=== Source ===
I like you never satisfied with my work ..

I have just got a airbrush and need to loo at some tutorials and search for paint yet but it may not help me improve my painting


----------



## Jesse James

I didn't like the color or how the paint was sitting on the wood. but I do like the new colors. I have had a hard time getting time to work on it but I am turning that corner and finding a new enthusiasm for it. I think I would like to learn how to make "toppers" and how to join them to shafts but as my workshop is a garage that is full of cars for the winter. I will have to put that off till springtime.

Once I get a little bit more I'll show some new pics.


----------



## CV3

Are you doing the repaint with your air bush or re doing it with a brush? Look forward to seeing the change.


----------



## Gloops

That's dedication to ones hobby, so the first paint job was a trial run but didn't look bad to me.

These are a couple of video's on Youtube where the author is using both airbrush and brush to paint a carvd snake - may be of interest to you

Carving a Snake from Wood! Shamokin

Carving a Snake, Coiled "Timber Rattler"


----------



## Jesse James

So very sorry for keeping everyone waiting on this one. I finally finished this stick I think I started around last june or july but it's done. The new paint is good I'm happy with it. Everything that could have happened other than some part of the stick breaking or cracking happened with this one I stained it the wrong color of stain at first, then used the wrong kind of stain after that. Continued that streak with using 3 types of lacquer the first two being wrong. I ended up using a spray finish on the snake to give it a mildly glossy look that comes out stronger in the photos.

I showed it to some of my co-workers and one of them wanted to buy it and asked me how much I said 150. They said I could get more for it and I should try.

So I guess we will see what happens to it thanks to all of you for your thoughts and advice along the way. ( sorry for bad photos )

~Jesse J~


----------



## Rodney

Very nice work!

Rodney


----------



## cobalt

very nice


----------



## MJC4

Too realistic!! Someones going to freak out when you walk up with that one!! Great job!!


----------



## Gloops

Great job well done, you now own an amazing stick.


----------
===
**What to work on:** In the forum thread, what kind of finish did Jesse James finally use on the snake?
=== Stored data ===
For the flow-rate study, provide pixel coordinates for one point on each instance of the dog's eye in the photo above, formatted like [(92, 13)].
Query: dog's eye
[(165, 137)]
===
**Answer for this exercise:** A spray finish, which gave it a mildly glossy look.